_Instructions_.
• a. In the passage on Thailand's election parties, what nickname is Prawit Wongsuwan known by?
• b. Extend the passage on Thailand's election parties beyond its last line.

_Excerpted passage_.
***
Listed below are the main parties and their leaders who are competing for seats and the opportunity to form a government-
Prayuth Chan-ocha from United Thai Nation Party-UTN (Ruam Thai Sang Chart)
The recently founded party of current Prime Minister Prayuth Chan-ocha, UTN’s motto is “have done, doing, and will keep doing” – a reference to the retired general’s policies over the past eight years.
As army chief, Prayuth seized power from a civilian government in 2014 and led a junta until he was elected as civilian prime minister with the military-backed Palang Pracharat party in the most recent election, after establishing a coalition with smaller parties in 2019. He left Palang Pracharat earlier this year and is now running for the similarly conservative Ruam Thai Sang Chart (United Thai Nation Party), which was founded last August.
UTN espouses conservative values and pledges to defend the monarchy; it targets the urban middle class and southern voters.
Its campaign promises include monthly pensions for the elderly and reduced electricity rates. If re-elected as prime minister, Prayuth could only serve for two years due to the eight-year limit on premierships.
Prawit Wongsuwan from Palang Pracharat Party
Since Prayuth switched parties, Palang Pracharat’s candidate for prime minister is Prawit Wongsuwan, Prayuth’s former military mentor. Wongsuwan, 77, is a deputy premier from the same armed forces school class as Prayuth and was a key player in Prayuth’s junta. Palang Pracharat is the largest party in the governing coalition and the junta’s election vehicle in 2019. It has performed inadequately in polls, ranking seventh and eighth in the previous week.
In a protracted conflict in which he has played a significant role, Prawit has exerted considerable effort to portray himself as a centrist who can bridge the gap between the conservative and progressive camps. “overcoming conflict” is the slogan of the party.
Prawit, also known as Big Pom, has stated that his policies will be designed to benefit the public and will include measures to combat destitution and drought in Thailand, which is experiencing record-high temperatures. Additionally, the party pledges generous handouts to the elderly and the needy, particularly farmers.
Paetongtarn Shinawatra and Srettha Thavisin from Pheu Thai Party (For Thais)
***
_Data listing_.

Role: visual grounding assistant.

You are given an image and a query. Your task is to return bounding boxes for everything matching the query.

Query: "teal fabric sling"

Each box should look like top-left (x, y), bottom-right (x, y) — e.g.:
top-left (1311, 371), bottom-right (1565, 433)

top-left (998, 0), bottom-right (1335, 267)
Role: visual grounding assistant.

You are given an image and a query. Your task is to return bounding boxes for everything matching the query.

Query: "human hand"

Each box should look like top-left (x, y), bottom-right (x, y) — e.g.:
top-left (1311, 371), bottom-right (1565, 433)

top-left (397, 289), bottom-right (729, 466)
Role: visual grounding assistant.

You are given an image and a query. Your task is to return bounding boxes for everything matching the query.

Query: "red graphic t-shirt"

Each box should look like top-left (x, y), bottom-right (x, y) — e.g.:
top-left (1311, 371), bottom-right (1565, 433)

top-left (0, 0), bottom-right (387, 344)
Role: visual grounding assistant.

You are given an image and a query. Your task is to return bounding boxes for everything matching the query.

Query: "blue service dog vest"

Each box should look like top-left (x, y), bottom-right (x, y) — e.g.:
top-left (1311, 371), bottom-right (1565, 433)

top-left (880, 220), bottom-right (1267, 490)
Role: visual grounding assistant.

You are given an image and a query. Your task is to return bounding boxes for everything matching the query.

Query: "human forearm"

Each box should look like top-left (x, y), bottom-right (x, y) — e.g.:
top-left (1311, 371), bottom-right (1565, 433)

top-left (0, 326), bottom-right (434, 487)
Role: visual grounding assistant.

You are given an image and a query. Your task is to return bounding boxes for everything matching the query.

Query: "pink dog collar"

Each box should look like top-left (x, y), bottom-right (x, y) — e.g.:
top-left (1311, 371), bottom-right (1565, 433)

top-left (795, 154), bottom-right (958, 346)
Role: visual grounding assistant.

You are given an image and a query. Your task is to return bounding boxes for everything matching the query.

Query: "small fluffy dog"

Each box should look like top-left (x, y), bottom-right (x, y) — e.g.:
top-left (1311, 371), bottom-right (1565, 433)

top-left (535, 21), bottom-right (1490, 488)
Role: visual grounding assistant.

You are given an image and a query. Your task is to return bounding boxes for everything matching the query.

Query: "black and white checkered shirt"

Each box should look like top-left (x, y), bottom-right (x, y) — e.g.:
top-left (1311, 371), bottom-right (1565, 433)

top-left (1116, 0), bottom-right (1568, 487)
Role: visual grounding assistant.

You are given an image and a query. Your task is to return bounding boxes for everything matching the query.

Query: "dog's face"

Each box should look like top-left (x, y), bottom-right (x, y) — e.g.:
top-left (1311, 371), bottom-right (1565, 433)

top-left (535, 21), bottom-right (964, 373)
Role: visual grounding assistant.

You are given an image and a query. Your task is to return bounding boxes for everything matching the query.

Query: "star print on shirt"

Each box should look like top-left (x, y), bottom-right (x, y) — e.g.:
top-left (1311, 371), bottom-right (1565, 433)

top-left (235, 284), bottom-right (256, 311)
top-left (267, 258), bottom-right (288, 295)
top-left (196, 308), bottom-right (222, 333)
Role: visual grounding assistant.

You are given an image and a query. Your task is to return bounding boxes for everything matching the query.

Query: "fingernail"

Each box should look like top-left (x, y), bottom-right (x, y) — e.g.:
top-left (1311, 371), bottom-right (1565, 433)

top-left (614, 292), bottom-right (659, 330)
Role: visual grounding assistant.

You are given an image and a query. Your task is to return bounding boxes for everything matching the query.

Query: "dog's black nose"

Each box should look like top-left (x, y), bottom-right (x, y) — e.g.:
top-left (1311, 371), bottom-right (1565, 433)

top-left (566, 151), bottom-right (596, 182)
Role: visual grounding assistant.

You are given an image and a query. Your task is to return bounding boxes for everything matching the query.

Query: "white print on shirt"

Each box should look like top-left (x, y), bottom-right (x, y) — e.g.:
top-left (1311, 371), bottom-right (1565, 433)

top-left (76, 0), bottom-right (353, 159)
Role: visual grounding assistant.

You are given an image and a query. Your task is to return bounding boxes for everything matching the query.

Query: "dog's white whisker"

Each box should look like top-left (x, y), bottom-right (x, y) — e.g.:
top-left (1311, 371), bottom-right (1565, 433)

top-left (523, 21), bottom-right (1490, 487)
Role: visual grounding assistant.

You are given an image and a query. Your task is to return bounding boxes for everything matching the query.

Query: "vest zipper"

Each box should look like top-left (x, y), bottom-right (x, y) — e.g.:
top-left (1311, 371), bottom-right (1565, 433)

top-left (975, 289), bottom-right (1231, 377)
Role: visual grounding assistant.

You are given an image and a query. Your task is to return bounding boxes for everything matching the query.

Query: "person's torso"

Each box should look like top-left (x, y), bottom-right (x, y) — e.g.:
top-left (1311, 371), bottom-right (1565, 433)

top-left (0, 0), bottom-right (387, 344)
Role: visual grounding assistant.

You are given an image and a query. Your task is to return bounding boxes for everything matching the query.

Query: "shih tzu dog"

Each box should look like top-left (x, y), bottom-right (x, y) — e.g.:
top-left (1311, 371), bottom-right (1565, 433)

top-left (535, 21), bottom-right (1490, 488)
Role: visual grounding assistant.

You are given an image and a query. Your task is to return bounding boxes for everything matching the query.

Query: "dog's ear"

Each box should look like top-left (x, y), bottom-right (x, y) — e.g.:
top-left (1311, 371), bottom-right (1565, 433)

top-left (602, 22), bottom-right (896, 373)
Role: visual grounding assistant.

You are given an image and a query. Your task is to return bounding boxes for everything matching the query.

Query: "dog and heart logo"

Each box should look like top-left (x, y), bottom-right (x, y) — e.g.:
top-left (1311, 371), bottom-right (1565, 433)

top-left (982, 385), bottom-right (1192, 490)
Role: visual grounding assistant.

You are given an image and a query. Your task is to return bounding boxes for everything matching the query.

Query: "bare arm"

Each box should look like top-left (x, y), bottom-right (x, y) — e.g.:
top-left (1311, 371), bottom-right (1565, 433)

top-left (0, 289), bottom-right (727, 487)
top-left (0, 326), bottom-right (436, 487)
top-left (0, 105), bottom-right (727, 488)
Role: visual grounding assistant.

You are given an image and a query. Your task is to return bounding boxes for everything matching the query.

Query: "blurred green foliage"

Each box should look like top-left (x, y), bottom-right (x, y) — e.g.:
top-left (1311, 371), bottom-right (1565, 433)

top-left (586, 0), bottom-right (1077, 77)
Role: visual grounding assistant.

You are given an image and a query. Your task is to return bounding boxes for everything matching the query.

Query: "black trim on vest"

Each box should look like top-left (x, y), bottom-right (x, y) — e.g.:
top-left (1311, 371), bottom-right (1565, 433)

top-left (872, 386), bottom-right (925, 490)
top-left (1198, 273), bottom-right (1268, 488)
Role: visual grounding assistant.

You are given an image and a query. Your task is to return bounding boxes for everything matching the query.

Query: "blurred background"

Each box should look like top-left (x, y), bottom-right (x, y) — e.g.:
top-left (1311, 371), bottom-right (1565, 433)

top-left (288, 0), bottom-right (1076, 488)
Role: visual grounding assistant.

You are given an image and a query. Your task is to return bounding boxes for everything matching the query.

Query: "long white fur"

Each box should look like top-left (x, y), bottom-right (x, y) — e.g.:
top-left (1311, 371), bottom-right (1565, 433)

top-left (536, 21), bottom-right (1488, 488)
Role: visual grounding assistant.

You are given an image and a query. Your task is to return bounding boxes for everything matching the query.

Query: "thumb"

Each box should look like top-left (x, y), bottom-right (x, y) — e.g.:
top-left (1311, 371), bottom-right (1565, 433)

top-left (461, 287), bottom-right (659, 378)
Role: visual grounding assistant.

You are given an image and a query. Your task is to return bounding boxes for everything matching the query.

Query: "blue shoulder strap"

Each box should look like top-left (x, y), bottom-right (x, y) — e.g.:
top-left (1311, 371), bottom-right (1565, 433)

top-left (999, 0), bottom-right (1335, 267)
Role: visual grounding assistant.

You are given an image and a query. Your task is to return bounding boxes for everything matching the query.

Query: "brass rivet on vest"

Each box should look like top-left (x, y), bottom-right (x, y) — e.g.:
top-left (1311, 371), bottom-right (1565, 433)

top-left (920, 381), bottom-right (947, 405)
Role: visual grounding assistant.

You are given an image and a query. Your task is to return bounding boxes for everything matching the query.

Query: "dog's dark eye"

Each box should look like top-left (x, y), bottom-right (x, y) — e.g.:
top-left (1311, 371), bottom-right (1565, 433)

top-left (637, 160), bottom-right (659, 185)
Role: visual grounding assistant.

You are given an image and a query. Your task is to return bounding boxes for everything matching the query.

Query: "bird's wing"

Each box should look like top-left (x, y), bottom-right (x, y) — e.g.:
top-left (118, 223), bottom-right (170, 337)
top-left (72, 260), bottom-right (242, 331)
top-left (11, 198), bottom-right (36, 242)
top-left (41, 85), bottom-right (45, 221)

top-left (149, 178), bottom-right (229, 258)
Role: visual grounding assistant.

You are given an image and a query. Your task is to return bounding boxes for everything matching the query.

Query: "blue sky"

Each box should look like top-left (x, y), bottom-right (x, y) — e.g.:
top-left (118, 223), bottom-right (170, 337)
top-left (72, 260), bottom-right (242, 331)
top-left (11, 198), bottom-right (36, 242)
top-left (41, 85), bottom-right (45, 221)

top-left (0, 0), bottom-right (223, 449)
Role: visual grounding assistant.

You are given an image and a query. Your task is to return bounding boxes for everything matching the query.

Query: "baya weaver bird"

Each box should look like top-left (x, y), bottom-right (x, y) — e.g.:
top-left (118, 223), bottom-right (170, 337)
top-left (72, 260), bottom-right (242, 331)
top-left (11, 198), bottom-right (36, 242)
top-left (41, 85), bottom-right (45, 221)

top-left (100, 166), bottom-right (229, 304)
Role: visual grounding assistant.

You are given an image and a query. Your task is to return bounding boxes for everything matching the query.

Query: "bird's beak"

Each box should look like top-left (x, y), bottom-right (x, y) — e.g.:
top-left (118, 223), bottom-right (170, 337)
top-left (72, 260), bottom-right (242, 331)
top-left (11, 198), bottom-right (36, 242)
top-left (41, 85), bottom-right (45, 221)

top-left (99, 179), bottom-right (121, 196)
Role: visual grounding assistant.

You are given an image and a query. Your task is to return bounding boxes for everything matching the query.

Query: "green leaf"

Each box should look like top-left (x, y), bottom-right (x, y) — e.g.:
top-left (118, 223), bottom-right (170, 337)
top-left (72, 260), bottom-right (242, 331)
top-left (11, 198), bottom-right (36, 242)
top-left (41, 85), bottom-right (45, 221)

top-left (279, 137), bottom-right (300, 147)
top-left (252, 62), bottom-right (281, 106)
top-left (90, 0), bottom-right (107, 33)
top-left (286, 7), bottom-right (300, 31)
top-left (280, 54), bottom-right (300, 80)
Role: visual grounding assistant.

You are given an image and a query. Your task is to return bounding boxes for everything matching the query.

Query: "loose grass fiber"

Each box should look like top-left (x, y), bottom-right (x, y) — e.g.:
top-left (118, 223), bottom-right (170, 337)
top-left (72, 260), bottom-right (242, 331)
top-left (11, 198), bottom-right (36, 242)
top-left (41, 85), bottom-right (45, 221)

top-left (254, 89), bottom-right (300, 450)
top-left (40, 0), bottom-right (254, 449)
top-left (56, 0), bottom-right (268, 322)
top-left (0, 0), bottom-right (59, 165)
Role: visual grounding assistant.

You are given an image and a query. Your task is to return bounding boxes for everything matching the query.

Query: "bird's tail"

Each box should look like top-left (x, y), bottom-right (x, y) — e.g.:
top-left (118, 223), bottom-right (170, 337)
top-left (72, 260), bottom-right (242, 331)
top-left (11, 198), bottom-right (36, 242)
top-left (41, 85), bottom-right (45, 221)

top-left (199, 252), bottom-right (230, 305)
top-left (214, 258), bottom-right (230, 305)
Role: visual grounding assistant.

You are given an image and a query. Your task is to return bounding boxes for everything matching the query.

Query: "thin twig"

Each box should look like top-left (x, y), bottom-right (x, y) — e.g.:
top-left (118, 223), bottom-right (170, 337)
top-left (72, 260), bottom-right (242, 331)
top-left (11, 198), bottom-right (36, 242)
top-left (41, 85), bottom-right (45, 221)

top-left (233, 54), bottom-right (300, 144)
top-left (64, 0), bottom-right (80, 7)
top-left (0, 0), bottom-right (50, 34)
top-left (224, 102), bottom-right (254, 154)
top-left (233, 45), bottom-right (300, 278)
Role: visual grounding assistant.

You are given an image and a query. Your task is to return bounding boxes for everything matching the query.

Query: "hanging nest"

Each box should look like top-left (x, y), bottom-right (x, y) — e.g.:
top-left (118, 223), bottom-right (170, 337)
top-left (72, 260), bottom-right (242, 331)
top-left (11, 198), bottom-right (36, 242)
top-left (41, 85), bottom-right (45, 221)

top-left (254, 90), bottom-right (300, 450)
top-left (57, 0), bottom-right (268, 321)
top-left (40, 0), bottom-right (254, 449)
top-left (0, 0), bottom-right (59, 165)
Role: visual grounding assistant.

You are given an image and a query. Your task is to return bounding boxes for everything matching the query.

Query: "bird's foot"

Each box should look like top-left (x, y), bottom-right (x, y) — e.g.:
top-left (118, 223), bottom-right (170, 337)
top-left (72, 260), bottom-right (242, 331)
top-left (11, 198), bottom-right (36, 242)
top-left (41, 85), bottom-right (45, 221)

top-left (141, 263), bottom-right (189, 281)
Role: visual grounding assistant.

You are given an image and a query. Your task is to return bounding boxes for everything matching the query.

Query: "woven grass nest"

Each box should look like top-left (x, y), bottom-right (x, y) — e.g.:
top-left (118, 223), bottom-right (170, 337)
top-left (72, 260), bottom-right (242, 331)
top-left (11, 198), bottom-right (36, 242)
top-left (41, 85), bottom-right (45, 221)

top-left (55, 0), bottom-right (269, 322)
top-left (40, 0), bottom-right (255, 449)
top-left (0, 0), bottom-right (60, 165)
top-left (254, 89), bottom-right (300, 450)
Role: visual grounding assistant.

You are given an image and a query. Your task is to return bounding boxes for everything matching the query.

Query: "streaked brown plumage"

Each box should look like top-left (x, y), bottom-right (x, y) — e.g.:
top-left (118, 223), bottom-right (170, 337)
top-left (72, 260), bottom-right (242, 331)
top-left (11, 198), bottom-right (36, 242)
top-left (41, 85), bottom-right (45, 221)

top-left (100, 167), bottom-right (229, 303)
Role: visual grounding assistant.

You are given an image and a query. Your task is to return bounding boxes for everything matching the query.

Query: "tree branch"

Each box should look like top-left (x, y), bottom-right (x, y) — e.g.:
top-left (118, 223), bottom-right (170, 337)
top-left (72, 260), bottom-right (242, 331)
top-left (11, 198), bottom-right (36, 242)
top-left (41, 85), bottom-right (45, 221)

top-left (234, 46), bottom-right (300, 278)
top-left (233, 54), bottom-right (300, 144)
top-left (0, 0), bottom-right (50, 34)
***
_The replies_.
• a. Big Pom

• b.
Paetongtarn Shinawatra: The youngest daughter of former prime minister and telecoms magnate Thaksin Shinawatra, Paetongtarn aspires to become the third Shinawatra dynasty member to wield Thailand’s highest office. Polls indicate that the Pheu Thai party, backed by the billionaire Shinawatra family, will gain the most seats, as it has in every election since 2001, including twice by majorities.
Paetongtarn has stated that she is against coups – “especially the last two” – amid rumors that she may be prepared to make a deal with the military-backed parties in order to form a government. Both her father and her aunt were overthrown by military coups.
Srettha Thavisin: Before entering politics, Srettha Thavisin, another of Pheu Thau’s prime ministerial candidates, was the CEO of luxury property developer Sansiri.
The 60-year-old is well-liked by the business community and may be more palatable to electors wary of the Shinawatra family’s dominance.
The party won the most seats in the 2019 elections, and its combination of progressive and populist policies makes it a formidable opponent in this election cycle. Pheu Thai receives support from the rural and urban working class, notably in the north and northeast, a base it has cultivated over the past two decades with village loans, affordable healthcare, free tablet computers for students, and rice price support. Among the policy promises are a doubling of the daily minimum wage, an expansion of healthcare coverage, and the construction of an infrastructure to safeguard farmers from floods and droughts.
Anutin Charnvirakul from Bhumjaithai Party (Proud To Be Thai)
The current minister of health, Anutin Charnvirakul, heads the Bhumjaithai party. Through its stronghold in the lower northeast, Bhumjaithai has consistently won enough parliamentary seats to play a crucial role in determining who forms a government, providing it negotiating power for cabinet and committee positions.
This time around, election promises include solar farm subsidies, emergency loans for people aged 20 and older, and a life insurance fund for those aged 60 and older.
The party is best known for decriminalizing cannabis, but critics argue that this was done too rapidly and without proper regulations.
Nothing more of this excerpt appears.